* Pointing records:
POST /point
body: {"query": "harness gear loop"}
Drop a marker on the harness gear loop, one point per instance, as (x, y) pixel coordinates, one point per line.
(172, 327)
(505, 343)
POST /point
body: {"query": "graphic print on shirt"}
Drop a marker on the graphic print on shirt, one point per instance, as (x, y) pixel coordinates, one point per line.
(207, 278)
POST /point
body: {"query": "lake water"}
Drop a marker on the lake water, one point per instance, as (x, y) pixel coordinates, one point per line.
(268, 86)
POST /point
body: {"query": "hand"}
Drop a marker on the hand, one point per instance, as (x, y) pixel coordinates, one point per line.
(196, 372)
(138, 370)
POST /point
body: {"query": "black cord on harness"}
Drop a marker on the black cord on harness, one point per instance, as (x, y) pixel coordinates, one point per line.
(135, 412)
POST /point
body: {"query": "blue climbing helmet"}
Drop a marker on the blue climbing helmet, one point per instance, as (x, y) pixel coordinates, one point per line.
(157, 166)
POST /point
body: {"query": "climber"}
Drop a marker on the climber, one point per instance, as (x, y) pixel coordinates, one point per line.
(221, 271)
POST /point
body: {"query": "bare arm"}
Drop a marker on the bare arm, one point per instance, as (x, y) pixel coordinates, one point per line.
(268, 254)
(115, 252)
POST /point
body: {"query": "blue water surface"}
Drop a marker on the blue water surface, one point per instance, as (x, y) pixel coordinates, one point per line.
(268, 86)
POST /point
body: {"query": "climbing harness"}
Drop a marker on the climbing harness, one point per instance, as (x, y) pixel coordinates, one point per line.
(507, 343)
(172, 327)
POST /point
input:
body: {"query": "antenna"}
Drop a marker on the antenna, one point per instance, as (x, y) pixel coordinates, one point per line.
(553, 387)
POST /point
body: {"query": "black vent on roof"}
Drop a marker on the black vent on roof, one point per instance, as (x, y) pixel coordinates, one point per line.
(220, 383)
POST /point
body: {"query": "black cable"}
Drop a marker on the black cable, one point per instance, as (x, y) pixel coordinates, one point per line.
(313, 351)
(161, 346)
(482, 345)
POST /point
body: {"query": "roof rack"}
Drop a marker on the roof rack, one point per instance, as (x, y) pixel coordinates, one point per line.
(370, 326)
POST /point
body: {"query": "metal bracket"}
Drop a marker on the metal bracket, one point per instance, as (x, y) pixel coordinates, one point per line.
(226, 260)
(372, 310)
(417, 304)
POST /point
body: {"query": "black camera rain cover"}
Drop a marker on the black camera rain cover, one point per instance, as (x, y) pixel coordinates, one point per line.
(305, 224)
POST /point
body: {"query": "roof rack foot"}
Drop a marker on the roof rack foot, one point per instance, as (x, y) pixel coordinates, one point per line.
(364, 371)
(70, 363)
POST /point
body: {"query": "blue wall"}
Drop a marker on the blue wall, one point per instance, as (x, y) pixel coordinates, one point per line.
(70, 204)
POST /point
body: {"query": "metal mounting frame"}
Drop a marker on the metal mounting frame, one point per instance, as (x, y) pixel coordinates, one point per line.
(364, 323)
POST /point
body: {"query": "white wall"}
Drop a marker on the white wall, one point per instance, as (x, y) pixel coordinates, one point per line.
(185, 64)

* Exercise goal: Please set down each line of the records exactly as given.

* Task response:
POST /point
body: {"query": "harness gear loop"}
Drop a marker on the harness gear loop, one point per instance, as (x, y) pixel coordinates, one point per line.
(172, 327)
(505, 343)
POST /point
body: {"query": "graphic print on shirt"}
Drop a marker on the graphic print on shirt, one point per instance, as (x, y) pixel coordinates, one point per line.
(207, 278)
POST /point
body: {"query": "lake water"}
Drop a marker on the lake water, one point per instance, as (x, y) pixel coordinates, one point per line.
(268, 86)
POST /point
body: {"query": "hand"}
Drop a marker on the hand, one point per instance, as (x, y) pixel coordinates, one point per line.
(196, 372)
(138, 370)
POST /point
body: {"query": "black cord on harness"}
Drop a marker on the black cord on harness, one point per instance, as (x, y) pixel coordinates, one point per line.
(135, 412)
POST /point
body: {"query": "blue climbing helmet"}
Drop a marker on the blue climbing helmet, one point per instance, as (x, y) pixel coordinates, one point per line.
(157, 166)
POST /point
body: {"query": "climber"}
Drop a marker on the climber, one point per instance, as (x, y) pixel coordinates, one point per line.
(221, 271)
POST /point
body: {"query": "bare arm"}
Drop a marker on the bare arm, one point per instance, as (x, y) pixel coordinates, one point per line.
(268, 254)
(115, 252)
POST /point
body: {"query": "blue water surface"}
Drop a marker on the blue water surface, one point per instance, as (x, y) pixel coordinates, one point per line.
(268, 86)
POST /point
body: {"query": "climbing harness"}
Drop a marker on the climbing harness, one point per instance, as (x, y) pixel coordinates, one point per line.
(507, 343)
(172, 327)
POST /point
input:
body: {"query": "antenna"}
Drop a marker on the antenna, one point per instance, as (x, y) pixel coordinates, one point per line.
(553, 387)
POST /point
body: {"query": "black vent on roof"}
Drop a marker on the black vent on roof, one point per instance, as (x, y) pixel coordinates, one point per line.
(220, 383)
POST /point
body: {"query": "black cable"}
Drop a marker on the black cable, one point per instance, as (x, y) pixel coordinates, one point per line.
(313, 351)
(161, 346)
(482, 345)
POST /point
body: {"query": "roof rack"}
Drop a marker on the roof rack, one point per instance, as (x, y) pixel coordinates, one point per line.
(370, 326)
POST /point
body: {"query": "metal bracket"}
Drop a marker on the metal bracket, one point per instance, as (x, y) pixel coordinates, one point per line.
(226, 260)
(372, 310)
(417, 304)
POST /point
body: {"query": "black camera rain cover"}
Drop a marker on the black camera rain cover, one point per instance, as (x, y) pixel coordinates, one point per line.
(305, 224)
POST /point
body: {"query": "roof rack foot"}
Drop a marker on the roof rack foot, one point per instance, as (x, y) pixel coordinates, one point per line.
(364, 371)
(70, 363)
POST /point
body: {"query": "blue wall"}
Drop a marker on the blue wall, one point per instance, as (x, y) pixel coordinates, one point per line.
(70, 204)
POST /point
body: {"query": "metal mounting frame"}
Drop a marker on the metal mounting frame, one point per instance, as (x, y) pixel coordinates, one point per line.
(364, 323)
POST /point
body: {"query": "white wall"}
Drop a marker on the white wall, one point per instance, as (x, y) pixel coordinates, one point per line.
(185, 64)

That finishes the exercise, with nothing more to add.